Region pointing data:
<<<<
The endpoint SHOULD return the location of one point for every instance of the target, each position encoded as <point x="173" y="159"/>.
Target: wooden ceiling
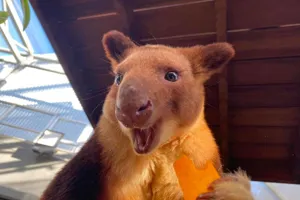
<point x="253" y="108"/>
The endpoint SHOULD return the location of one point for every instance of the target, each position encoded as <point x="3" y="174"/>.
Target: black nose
<point x="133" y="107"/>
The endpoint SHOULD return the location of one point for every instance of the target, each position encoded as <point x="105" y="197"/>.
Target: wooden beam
<point x="221" y="34"/>
<point x="125" y="10"/>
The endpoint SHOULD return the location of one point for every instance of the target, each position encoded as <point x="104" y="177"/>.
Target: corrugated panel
<point x="72" y="130"/>
<point x="3" y="108"/>
<point x="28" y="119"/>
<point x="18" y="133"/>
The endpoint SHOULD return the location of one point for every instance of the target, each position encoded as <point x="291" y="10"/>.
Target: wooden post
<point x="124" y="9"/>
<point x="221" y="33"/>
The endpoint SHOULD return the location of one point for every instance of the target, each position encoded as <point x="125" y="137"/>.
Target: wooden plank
<point x="125" y="11"/>
<point x="182" y="41"/>
<point x="262" y="135"/>
<point x="84" y="37"/>
<point x="266" y="170"/>
<point x="267" y="43"/>
<point x="74" y="9"/>
<point x="262" y="13"/>
<point x="267" y="71"/>
<point x="87" y="33"/>
<point x="175" y="20"/>
<point x="251" y="151"/>
<point x="264" y="116"/>
<point x="137" y="4"/>
<point x="264" y="96"/>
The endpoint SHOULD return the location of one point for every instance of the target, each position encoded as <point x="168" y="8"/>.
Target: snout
<point x="133" y="108"/>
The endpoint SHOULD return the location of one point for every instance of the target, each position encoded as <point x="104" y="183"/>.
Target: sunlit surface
<point x="35" y="94"/>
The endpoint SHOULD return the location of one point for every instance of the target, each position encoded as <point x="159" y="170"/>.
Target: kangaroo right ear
<point x="116" y="46"/>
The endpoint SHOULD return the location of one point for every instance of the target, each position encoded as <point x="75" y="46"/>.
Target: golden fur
<point x="178" y="115"/>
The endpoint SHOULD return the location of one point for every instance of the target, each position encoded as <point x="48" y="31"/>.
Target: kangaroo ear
<point x="215" y="56"/>
<point x="116" y="46"/>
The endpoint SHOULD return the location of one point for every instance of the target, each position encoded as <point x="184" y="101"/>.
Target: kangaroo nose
<point x="133" y="108"/>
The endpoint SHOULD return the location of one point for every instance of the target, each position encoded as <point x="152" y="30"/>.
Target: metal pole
<point x="19" y="26"/>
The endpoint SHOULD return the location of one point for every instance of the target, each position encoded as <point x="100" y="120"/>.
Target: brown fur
<point x="108" y="167"/>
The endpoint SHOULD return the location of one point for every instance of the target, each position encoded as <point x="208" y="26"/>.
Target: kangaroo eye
<point x="171" y="76"/>
<point x="118" y="79"/>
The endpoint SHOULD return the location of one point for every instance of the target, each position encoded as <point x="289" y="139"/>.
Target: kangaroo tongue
<point x="142" y="139"/>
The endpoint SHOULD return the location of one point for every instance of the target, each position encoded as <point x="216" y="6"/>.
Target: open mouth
<point x="143" y="139"/>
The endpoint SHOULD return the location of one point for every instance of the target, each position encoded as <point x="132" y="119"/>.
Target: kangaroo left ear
<point x="215" y="56"/>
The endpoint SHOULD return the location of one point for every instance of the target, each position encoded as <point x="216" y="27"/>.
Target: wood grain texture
<point x="264" y="96"/>
<point x="262" y="135"/>
<point x="265" y="71"/>
<point x="137" y="4"/>
<point x="250" y="14"/>
<point x="75" y="9"/>
<point x="175" y="20"/>
<point x="264" y="116"/>
<point x="260" y="151"/>
<point x="267" y="43"/>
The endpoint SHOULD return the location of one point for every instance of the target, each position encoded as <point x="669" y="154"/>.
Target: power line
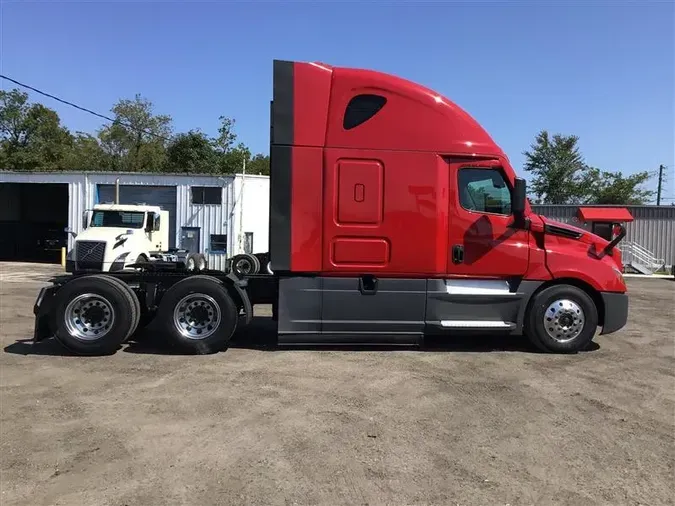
>>>>
* **Exercise instructions**
Apart from the images, every line above is to be given again exactly.

* **Output**
The endpoint SHOULD return the location of one point for every instance of the target, each position encoded as <point x="173" y="159"/>.
Target: wooden ceiling
<point x="253" y="108"/>
The endpoint SHOULD return the location of one point for every instance of the target, each position encoded as <point x="3" y="174"/>.
Target: black nose
<point x="133" y="107"/>
The endpoint SHOULD return the location of one point for every instance of the target, each position encoded as <point x="105" y="197"/>.
Target: wooden beam
<point x="221" y="34"/>
<point x="125" y="10"/>
The endpoint SHOULD return the location of one point for every instance of the target, each position encoded as <point x="104" y="177"/>.
Target: corrugated panel
<point x="72" y="130"/>
<point x="3" y="108"/>
<point x="28" y="119"/>
<point x="18" y="133"/>
The endpoint SHOULD return the location of one point for every instance of the target, each position encoded as <point x="291" y="10"/>.
Target: wooden post
<point x="124" y="9"/>
<point x="221" y="33"/>
The endpoint SHOULD return the location of one point for every instance of the target, each position encoded as <point x="125" y="137"/>.
Target: wooden plank
<point x="125" y="11"/>
<point x="182" y="41"/>
<point x="262" y="135"/>
<point x="84" y="37"/>
<point x="266" y="170"/>
<point x="267" y="43"/>
<point x="74" y="9"/>
<point x="262" y="13"/>
<point x="267" y="71"/>
<point x="87" y="33"/>
<point x="175" y="20"/>
<point x="251" y="151"/>
<point x="264" y="116"/>
<point x="137" y="4"/>
<point x="264" y="96"/>
The endpoint SHOULD return the location of one point for every instance of the target, each position encoded as <point x="168" y="8"/>.
Target: snout
<point x="133" y="108"/>
The endpoint SHOULD return the location of one point for every instance of the target, each position encoded as <point x="104" y="183"/>.
Target: sunlit surface
<point x="35" y="94"/>
The endpoint SHOULD return the location of one point for every instance of the target, each position encoded as <point x="159" y="170"/>.
Target: kangaroo right ear
<point x="116" y="46"/>
The endpoint SHOULD return the location of one point for every instance of the target, each position encoded as <point x="75" y="46"/>.
Target: golden fur
<point x="178" y="115"/>
The endpoint SHOULD return the location of one point for every instance of the target, each position encoded as <point x="48" y="31"/>.
Target: kangaroo ear
<point x="215" y="56"/>
<point x="116" y="46"/>
The endpoint SHOULD return the location of one point for every instance of the target, each position encoded as <point x="184" y="101"/>.
Target: kangaroo nose
<point x="133" y="108"/>
The endpoint SHOULD return the location of one point for every instance of the target, each position encoded as <point x="152" y="30"/>.
Target: metal pole
<point x="19" y="26"/>
The endpoint SHOULD return the location of one point for every instance of the target, each position encoded as <point x="100" y="120"/>.
Target: brown fur
<point x="108" y="167"/>
The endpoint SHOULD return the location of one point for every instance of the target, each position encoded as <point x="208" y="26"/>.
Target: kangaroo eye
<point x="171" y="76"/>
<point x="118" y="79"/>
The endpoint SHOULD return the location of one point for every instance of the target, each position encoded as <point x="289" y="139"/>.
Target: kangaroo tongue
<point x="142" y="139"/>
The endpoint SHOULD return the location of one point for every instance of the target, each position encoded as <point x="216" y="6"/>.
Target: open mouth
<point x="143" y="139"/>
The endpoint SHOULD return the location of one point for every instance of the target, each position encoded as <point x="132" y="119"/>.
Target: kangaroo left ear
<point x="215" y="56"/>
The endpoint SHOULD return the location of one point for every instance of the target, each position encoded as <point x="216" y="27"/>.
Target: wood grain texture
<point x="264" y="96"/>
<point x="262" y="135"/>
<point x="265" y="71"/>
<point x="137" y="4"/>
<point x="250" y="14"/>
<point x="75" y="9"/>
<point x="175" y="20"/>
<point x="264" y="116"/>
<point x="260" y="151"/>
<point x="267" y="43"/>
The endpoint SHOULD return the location of one point for every instance of the target, each position encoded as <point x="669" y="154"/>.
Target: power line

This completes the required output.